> **REQUIRED WORK**:
Answer these questions from the text on Minnesota's gifted and talented requirements:
1. What amount per adjusted pupil unit does §126C.10 Subd. 2b set?
2. On what date does the Commissioner report on non-compliance under §120B.11 Subd. 2?
3. Which data addresses motivational readiness under §120B.15(c)(1)?

> **EXCERPT PROVIDED**:
==============================

What Renzulli Learning Provides: Mapped to Each Statutory Requirement
Minnesota’s G/T Requirements and Renzulli Learning: Side by Side
§120B.15(a)(b)(c)(d) §120B.11 Subd. 2 §126C.10 Subd. 2b| Minnesota Statutory Requirement | Renzulli Learning Contribution |
|---|---|
| §120B.15(b) Must adopt identification guidelines using multiple and objective criteria; assessments valid, reliable, fair, current theory; sensitive to underrepresented groups: low-income, minority, twice-exceptional, English learners | Profiler (student self-report: interest, engagement, strength), CTC (scored creativity evidence especially valuable for culturally diverse and EL students), Leadership Assessment (behavioral leadership evidence), EFA (executive function profile for twice-exceptional students) contribute four scored, objective criteria types to a multi-source identification portfolio. Together they address the underrepresented groups the statute names. |
| §120B.15(c) Must adopt acceleration procedures: assess readiness AND motivation; match level, complexity, and pace to the best type of acceleration for that student | Profiler interest intensity data addresses motivational readiness (§120B.15(c)(1)). EFA addresses academic and self-regulatory readiness. Enrichment database and PBL tools provide the level-complexity-pace matched content that implements the acceleration match requirement (§120B.15(c)(2)). Student performance within PBL investigations provides acceleration readiness evidence for the next decision cycle. |
| §120B.15(a) Permissive authority to develop programs addressing both instructional AND affective needs; provide staff development; locally select definition, identification, and service level | Enrichment database and PBL tools address instructional needs. EFA and affective development resources address social-emotional needs. All tools are compatible with any locally chosen definition or identification criteria. Staff development resources within Renzulli Learning support the §126C.10 Subd. 2b teacher professional development allowable use. |
| §120B.11 Subd. 2 CACR plan adopted at public board meeting must include G/T identification, acceleration, and early admission as named components; Commissioner reports Jan. 25 on non-compliance | PSP generates individual student service records providing the program evidence that gives the procedures in the board’s CACR plan substance. Activity logs, progress summaries, and exportable reports support the district’s plan submission and any Commissioner review of goal achievement. CACR documentation is most credible when backed by individual student records showing who was identified and what services they received. |
| §126C.10 Subd. 2b $13 per adjusted pupil unit; must reserve; spend only: identify G/T students; provide programs; provide teacher staff development; carry-over if unspent; charter schools included | Identification tools (Profiler, CTC, Leadership Assessment, EFA): allowable use #1 (identify G/T students). Enrichment database and PBL: allowable use #2 (provide education programs). Teacher professional development resources: allowable use #3 (staff development for teachers). All three restricted use categories are served. The PSP provides the documentation that demonstrates reserved funds were spent on allowable uses. |
| Equity: §120B.15(b)(d) Identification and early admission must be sensitive to low-income, minority, twice-exceptional, and English learner students; Minnesota context: large Somali, Hmong, immigrant, Native American student populations | CTC provides creativity evidence less dependent on language proficiency and academic opportunity exposure. Profiler student self-report reduces teacher referral bias that systematically under-identifies students from underrepresented communities. EFA addresses twice-exceptional identification. Together these tools create identification portfolios that actively surface gifted potential across the diverse student populations Minnesota’s statute requires districts to reach. |
Minnesota Gifted and Talented Education: Common Questions
Renzulli Learning tools support all three allowable uses: identification tools (Profiler, CTC, Leadership Assessment, EFA) serve allowable use #1; the enrichment database and PBL tools serve allowable use #2; teacher professional development resources serve allowable use #3. Districts should confirm allowability with their finance officer; the PSP’s documentation tools support demonstrating restricted fund use during any audit or plan review.

==============================

> **PROVIDED RECORDS**:

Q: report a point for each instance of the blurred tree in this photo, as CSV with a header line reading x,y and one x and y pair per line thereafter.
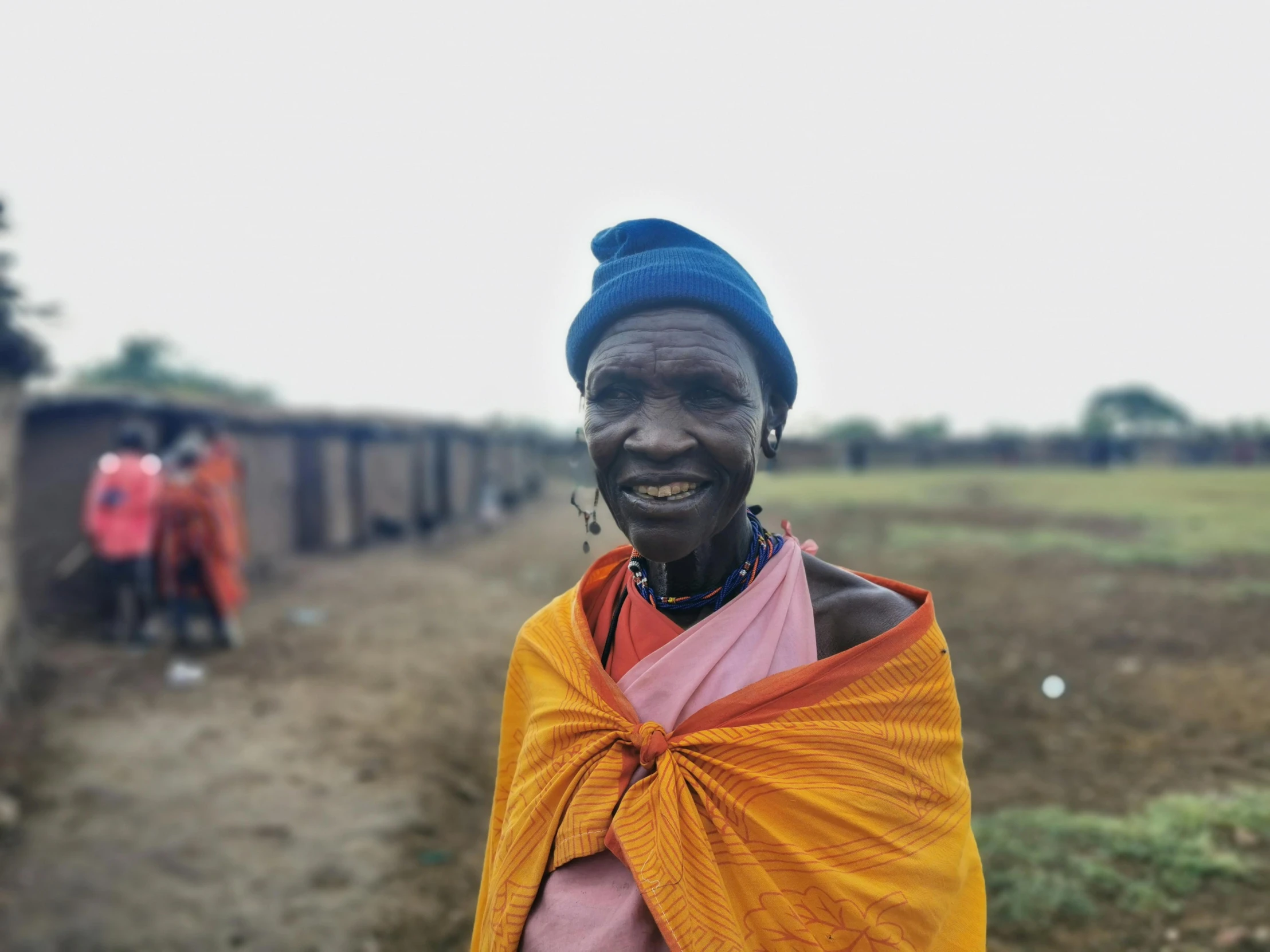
x,y
145,365
1133,412
859,433
21,355
924,437
855,428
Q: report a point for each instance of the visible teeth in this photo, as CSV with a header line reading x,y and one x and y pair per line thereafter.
x,y
669,490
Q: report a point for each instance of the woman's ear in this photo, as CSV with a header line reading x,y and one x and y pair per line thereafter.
x,y
774,426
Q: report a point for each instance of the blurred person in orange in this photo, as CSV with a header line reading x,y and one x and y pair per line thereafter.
x,y
716,741
221,470
120,522
196,549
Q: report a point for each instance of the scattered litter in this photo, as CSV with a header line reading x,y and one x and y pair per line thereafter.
x,y
186,674
10,812
1130,666
307,617
1230,936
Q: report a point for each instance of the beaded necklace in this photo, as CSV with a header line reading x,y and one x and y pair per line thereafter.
x,y
762,548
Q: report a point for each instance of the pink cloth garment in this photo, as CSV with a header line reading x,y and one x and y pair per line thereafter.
x,y
120,506
593,904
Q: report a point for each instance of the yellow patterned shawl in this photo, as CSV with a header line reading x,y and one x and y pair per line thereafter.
x,y
825,808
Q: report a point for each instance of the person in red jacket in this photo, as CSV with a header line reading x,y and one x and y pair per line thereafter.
x,y
120,522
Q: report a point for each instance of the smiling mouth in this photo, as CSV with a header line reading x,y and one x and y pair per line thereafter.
x,y
668,491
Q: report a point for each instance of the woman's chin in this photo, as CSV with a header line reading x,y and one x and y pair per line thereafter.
x,y
662,546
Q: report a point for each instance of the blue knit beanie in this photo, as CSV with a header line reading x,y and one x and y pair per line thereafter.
x,y
653,263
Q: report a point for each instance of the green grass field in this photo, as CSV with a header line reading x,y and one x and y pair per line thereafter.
x,y
1169,516
1161,573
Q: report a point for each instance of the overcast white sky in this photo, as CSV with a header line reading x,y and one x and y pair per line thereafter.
x,y
982,213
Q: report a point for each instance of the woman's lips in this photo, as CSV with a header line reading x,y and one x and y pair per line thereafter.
x,y
666,491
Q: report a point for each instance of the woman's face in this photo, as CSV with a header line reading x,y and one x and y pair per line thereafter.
x,y
676,422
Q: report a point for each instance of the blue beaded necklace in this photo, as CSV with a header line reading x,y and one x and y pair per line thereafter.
x,y
762,548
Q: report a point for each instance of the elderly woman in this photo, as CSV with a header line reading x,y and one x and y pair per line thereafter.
x,y
716,741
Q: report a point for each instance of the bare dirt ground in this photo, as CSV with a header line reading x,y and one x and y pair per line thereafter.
x,y
328,786
326,789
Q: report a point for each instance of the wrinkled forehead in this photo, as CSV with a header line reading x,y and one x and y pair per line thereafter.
x,y
675,344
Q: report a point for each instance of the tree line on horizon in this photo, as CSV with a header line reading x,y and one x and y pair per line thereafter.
x,y
1131,412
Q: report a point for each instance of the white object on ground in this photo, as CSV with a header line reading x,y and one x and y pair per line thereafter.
x,y
185,674
307,617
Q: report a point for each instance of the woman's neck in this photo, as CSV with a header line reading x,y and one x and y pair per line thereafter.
x,y
708,565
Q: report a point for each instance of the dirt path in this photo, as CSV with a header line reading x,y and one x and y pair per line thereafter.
x,y
326,789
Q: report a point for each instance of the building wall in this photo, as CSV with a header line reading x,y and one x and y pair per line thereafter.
x,y
465,466
428,509
387,491
268,461
15,647
338,507
57,457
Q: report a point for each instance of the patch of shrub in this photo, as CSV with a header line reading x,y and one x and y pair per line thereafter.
x,y
1051,865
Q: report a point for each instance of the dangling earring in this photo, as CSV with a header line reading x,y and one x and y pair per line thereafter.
x,y
589,517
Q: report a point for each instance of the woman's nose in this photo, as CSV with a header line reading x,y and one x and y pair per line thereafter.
x,y
658,437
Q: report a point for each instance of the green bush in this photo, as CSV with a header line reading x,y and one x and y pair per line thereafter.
x,y
1049,865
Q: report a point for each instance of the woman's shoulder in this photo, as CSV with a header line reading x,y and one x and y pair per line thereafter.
x,y
849,608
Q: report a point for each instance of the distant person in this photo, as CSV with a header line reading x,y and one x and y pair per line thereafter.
x,y
221,469
198,569
716,741
120,524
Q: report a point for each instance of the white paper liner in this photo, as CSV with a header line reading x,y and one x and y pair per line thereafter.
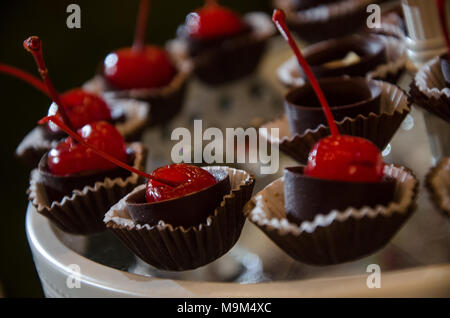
x,y
289,72
319,241
438,183
430,80
66,211
379,128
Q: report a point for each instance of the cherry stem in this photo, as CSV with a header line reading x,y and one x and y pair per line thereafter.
x,y
34,46
141,26
101,153
443,19
30,79
279,18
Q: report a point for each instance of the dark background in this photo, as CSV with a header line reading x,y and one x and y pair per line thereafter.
x,y
72,56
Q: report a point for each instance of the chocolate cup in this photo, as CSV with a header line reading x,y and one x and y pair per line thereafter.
x,y
445,67
307,197
314,28
230,60
187,211
58,187
348,97
165,102
372,53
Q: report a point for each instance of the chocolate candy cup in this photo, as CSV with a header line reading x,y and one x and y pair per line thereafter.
x,y
429,90
445,67
195,207
226,59
340,236
165,102
177,248
291,75
81,211
230,60
347,97
327,21
378,128
370,49
306,197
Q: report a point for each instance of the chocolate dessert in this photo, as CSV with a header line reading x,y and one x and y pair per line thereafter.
x,y
348,97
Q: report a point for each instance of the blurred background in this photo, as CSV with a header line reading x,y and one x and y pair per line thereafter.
x,y
72,56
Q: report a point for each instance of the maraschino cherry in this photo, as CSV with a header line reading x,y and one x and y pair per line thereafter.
x,y
165,183
212,21
70,157
443,21
141,66
337,157
78,107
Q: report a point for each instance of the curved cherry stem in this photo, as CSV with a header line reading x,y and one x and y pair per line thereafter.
x,y
279,18
34,46
26,77
101,153
443,19
141,26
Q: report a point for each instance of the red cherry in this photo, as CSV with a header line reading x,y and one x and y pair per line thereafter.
x,y
345,158
70,157
213,21
81,108
186,179
337,157
129,68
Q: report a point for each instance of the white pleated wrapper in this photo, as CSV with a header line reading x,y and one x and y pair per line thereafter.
x,y
339,236
438,184
378,128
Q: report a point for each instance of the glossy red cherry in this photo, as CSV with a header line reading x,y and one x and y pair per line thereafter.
x,y
345,158
141,66
129,68
186,179
81,108
77,107
337,157
213,21
70,157
99,148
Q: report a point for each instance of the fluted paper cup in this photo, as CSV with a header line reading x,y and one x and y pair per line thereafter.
x,y
177,248
438,185
82,211
378,128
339,236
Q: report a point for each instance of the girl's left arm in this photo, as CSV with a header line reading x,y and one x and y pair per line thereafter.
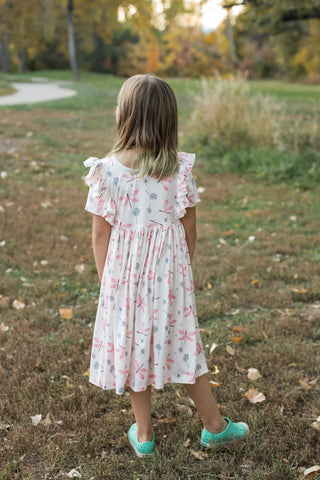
x,y
101,231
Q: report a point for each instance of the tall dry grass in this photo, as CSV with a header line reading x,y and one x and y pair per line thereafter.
x,y
228,115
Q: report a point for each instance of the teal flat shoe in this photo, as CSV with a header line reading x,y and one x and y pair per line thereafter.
x,y
144,449
233,431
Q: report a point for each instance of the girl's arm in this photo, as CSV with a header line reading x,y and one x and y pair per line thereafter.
x,y
100,241
189,224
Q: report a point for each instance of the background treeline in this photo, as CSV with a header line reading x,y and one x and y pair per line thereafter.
x,y
268,39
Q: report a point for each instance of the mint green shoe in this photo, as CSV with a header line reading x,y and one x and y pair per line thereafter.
x,y
233,431
144,449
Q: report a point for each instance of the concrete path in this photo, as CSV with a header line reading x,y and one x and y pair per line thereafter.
x,y
35,93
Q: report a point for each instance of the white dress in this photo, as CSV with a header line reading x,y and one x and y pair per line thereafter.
x,y
146,330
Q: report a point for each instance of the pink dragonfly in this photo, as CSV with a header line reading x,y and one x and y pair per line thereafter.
x,y
153,316
166,208
164,183
192,376
141,371
171,322
182,270
122,351
185,335
171,297
130,177
191,288
97,343
188,311
141,303
168,362
129,198
143,330
111,347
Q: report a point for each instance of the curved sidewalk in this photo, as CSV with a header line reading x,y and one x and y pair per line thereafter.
x,y
36,93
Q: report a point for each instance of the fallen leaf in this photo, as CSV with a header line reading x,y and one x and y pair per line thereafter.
x,y
236,339
74,474
214,384
4,301
301,291
230,350
18,305
254,374
216,370
80,268
36,419
199,455
66,313
213,347
47,421
304,384
312,472
240,329
254,396
316,424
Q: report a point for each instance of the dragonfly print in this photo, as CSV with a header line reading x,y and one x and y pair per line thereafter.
x,y
129,198
185,335
140,370
166,208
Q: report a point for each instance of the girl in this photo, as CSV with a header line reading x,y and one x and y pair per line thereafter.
x,y
143,200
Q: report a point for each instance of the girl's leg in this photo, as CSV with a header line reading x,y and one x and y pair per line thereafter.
x,y
201,394
141,405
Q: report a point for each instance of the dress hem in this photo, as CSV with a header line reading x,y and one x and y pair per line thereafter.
x,y
156,386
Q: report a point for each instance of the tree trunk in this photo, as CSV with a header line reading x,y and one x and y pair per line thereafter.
x,y
231,39
5,53
71,41
22,59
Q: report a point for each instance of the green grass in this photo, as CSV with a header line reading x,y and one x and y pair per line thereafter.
x,y
269,285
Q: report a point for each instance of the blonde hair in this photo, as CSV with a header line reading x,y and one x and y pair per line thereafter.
x,y
148,121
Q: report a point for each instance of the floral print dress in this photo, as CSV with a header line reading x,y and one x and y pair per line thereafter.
x,y
146,330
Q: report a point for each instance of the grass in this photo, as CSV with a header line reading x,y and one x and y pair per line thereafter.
x,y
257,264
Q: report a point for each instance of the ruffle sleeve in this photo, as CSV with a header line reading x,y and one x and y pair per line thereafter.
x,y
99,201
187,194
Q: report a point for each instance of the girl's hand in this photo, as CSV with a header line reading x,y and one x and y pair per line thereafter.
x,y
101,231
189,224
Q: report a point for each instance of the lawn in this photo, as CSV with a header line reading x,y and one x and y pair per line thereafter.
x,y
256,272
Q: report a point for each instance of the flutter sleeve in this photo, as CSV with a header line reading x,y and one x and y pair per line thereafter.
x,y
187,194
99,201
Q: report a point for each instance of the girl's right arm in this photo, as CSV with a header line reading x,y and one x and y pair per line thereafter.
x,y
189,224
100,241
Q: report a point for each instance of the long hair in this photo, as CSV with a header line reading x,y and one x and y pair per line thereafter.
x,y
148,121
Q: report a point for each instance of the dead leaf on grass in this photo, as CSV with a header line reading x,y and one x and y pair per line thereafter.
x,y
4,302
254,396
301,291
236,339
18,305
312,472
316,424
254,374
214,384
66,313
199,455
74,474
230,350
213,347
240,329
80,268
36,419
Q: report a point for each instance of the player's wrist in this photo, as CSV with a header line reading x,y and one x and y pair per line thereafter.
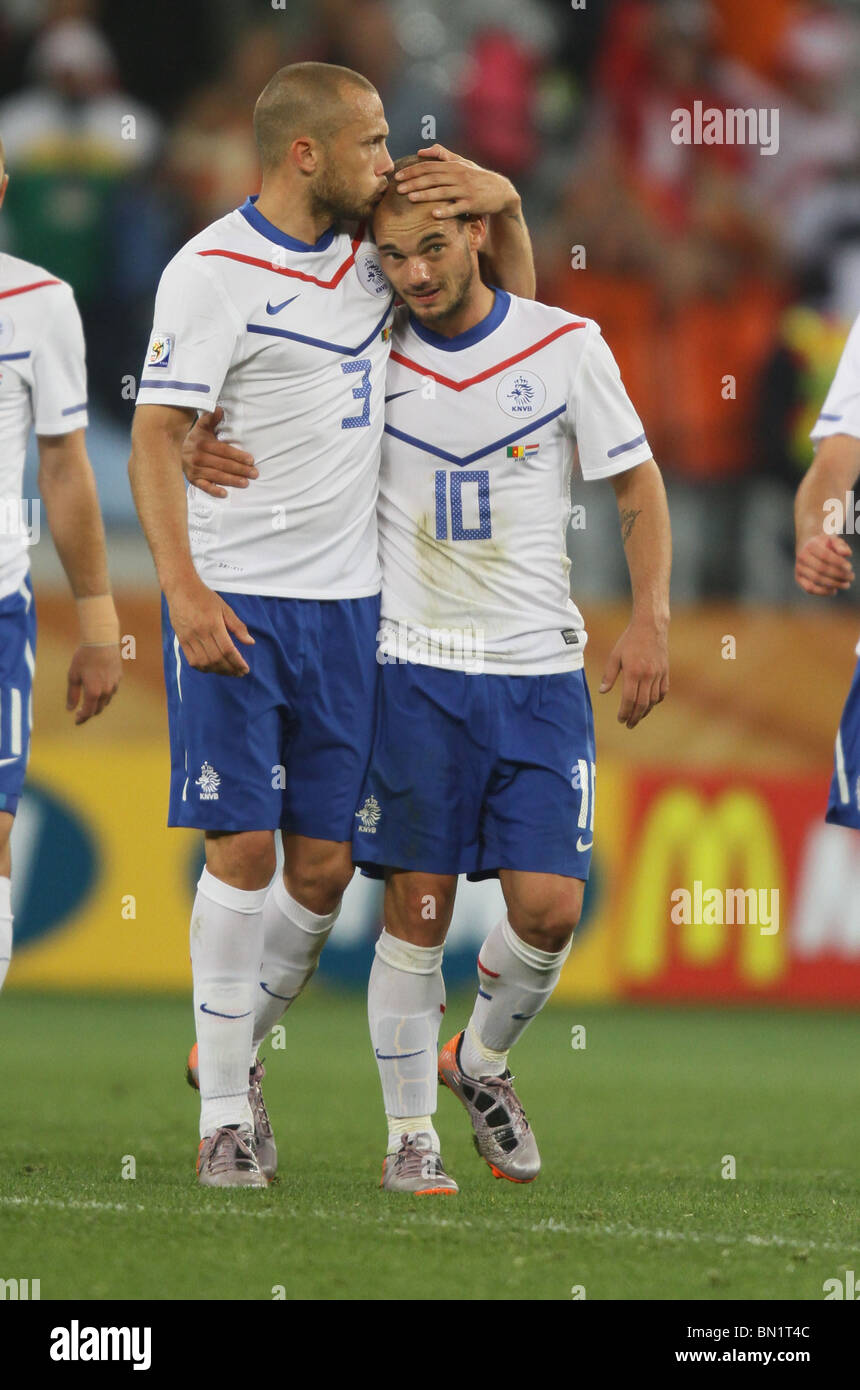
x,y
97,620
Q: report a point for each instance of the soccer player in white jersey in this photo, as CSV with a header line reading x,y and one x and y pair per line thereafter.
x,y
278,316
823,563
43,387
484,758
484,752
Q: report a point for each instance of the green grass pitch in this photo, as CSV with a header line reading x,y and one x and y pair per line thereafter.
x,y
632,1129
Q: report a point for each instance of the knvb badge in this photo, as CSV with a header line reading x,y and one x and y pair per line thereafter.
x,y
160,349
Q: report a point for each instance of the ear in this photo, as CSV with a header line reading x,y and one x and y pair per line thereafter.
x,y
304,154
475,231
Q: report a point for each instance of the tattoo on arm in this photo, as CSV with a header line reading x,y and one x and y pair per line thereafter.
x,y
628,520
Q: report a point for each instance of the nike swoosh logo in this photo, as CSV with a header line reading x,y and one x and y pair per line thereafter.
x,y
204,1008
285,997
275,309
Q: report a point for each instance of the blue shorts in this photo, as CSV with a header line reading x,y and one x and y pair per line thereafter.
x,y
844,805
17,663
286,745
477,773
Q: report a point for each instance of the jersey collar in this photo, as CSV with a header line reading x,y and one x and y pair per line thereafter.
x,y
473,335
274,234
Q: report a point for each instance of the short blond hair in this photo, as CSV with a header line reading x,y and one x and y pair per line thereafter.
x,y
302,99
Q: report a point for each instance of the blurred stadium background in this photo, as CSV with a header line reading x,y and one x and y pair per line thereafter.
x,y
702,263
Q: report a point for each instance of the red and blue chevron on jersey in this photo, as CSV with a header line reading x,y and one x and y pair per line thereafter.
x,y
292,339
42,387
475,485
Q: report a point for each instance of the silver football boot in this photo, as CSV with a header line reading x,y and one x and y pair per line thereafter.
x,y
417,1168
227,1159
503,1136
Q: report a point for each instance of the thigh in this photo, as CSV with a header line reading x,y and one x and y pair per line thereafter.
x,y
420,805
17,666
227,733
334,717
539,812
844,805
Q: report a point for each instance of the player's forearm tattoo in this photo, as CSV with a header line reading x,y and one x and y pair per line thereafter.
x,y
628,520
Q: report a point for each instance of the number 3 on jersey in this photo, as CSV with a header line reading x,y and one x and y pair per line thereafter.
x,y
360,392
450,501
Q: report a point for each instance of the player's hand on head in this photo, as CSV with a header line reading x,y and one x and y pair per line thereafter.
x,y
457,185
641,658
824,566
213,464
93,677
203,624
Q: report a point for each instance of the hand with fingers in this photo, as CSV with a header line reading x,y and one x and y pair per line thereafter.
x,y
824,565
93,677
213,464
203,624
641,653
457,185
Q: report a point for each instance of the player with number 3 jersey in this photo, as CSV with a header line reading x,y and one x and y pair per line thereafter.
x,y
279,316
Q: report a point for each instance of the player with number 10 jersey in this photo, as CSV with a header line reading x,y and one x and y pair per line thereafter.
x,y
484,749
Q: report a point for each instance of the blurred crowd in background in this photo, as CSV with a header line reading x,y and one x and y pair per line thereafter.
x,y
725,280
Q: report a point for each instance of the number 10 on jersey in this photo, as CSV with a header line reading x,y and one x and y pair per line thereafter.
x,y
450,501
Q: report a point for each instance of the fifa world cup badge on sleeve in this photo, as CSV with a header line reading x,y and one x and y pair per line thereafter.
x,y
160,350
371,275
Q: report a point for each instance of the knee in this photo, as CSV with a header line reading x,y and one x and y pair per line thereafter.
x,y
320,884
549,925
420,908
243,861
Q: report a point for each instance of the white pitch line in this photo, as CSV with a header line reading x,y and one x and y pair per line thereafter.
x,y
548,1226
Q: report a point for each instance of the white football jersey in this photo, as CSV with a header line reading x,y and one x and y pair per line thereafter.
x,y
292,342
841,410
475,485
42,385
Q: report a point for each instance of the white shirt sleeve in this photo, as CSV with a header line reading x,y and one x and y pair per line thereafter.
x,y
841,410
610,437
195,335
59,367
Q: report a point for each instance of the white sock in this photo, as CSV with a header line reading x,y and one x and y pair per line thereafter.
x,y
227,944
6,927
410,1125
514,982
404,1007
292,943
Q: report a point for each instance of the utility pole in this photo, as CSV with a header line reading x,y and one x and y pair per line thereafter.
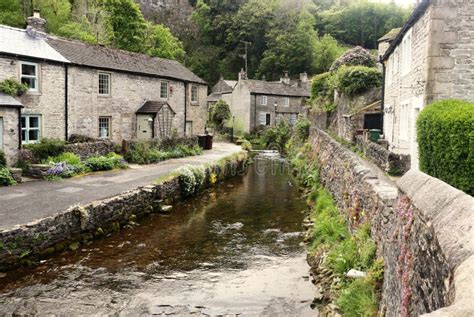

==============================

> **RESPONSE**:
1. $13 per adjusted pupil unit.
2. Jan. 25.
3. Profiler interest intensity data.